=== Selected extract ===

`gawk` uses the GNU MPFR library
for arbitrary precision floating-point arithmetic. The MPFR library
provides precise control over precisions and rounding modes, and gives
correctly rounded, reproducible, platform-independent results. With one
of the command-line options `--bignum` or `-M`,
all floating-point arithmetic operators and numeric functions can yield
results to any desired precision level supported by MPFR.
Two built-in variables, `PREC`

and `ROUNDMODE`

,
provide control over the working precision and the rounding mode
(see Setting Precision, and
see Setting Rounding Mode).
The precision and the rounding mode are set globally for every operation
to follow.

The default working precision for arbitrary precision floating-point values is
53 bits, and the default value for `ROUNDMODE`

is `"N"`

,
which selects the IEEE-754 `roundTiesToEven`

rounding mode
(see Rounding Mode).^{1}
`gawk` uses the default exponent range in MPFR
(`emax` = 2^30 − 1, `emin` = −`emax`)
for all floating-point contexts.
There is no explicit mechanism to adjust the exponent range.
MPFR does not implement subnormal numbers by default,
and this behavior cannot be changed in `gawk`.

=== Data records ===

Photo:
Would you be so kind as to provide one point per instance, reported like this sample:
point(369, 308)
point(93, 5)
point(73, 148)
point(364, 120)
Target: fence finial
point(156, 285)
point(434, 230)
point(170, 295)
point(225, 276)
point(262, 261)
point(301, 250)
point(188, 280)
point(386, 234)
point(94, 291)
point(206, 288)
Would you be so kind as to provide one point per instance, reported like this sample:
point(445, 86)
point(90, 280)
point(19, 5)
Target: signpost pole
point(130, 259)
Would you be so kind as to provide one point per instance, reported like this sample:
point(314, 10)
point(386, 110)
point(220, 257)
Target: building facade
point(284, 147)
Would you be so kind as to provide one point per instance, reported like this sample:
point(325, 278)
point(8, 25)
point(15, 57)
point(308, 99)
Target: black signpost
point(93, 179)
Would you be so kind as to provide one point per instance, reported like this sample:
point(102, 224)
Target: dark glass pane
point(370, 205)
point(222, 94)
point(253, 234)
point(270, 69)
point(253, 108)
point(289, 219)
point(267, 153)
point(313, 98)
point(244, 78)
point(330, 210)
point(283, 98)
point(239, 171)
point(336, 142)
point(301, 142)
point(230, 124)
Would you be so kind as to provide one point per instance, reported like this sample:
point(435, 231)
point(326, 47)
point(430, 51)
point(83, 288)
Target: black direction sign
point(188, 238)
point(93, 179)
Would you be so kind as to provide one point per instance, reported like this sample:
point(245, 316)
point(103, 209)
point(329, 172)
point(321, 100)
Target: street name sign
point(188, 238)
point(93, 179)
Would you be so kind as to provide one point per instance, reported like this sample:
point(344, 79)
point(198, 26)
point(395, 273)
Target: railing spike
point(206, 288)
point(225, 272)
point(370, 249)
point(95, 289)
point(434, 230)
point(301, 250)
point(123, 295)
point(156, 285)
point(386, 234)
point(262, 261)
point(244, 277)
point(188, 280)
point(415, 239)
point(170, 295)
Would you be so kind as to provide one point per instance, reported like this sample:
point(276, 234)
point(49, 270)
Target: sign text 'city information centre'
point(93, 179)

===

Continue the text on gawk's arbitrary precision arithmetic, picking up right after its last sentence. The records have nothing to do with the text.

Response to this exercise:
NOTE:When emulating an IEEE-754 format (see Setting Precision),gawkinternally adjusts the exponent range to the value defined for the format and also performs computations needed for gradual underflow (subnormal numbers).

NOTE:MPFR numbers are variable-size entities, consuming only as much space as needed to store the significant digits. Since the performance using MPFR numbers pales in comparison to doing arithmetic using the underlying machine types, you should consider using only as much precision as needed by your program.

[1] The
default precision is 53 bits, since according to the MPFR documentation,
the library should be able to exactly reproduce all computations with
double-precision machine floating-point numbers (`double`

type
in C), except the default exponent range is much wider and subnormal
numbers are not implemented.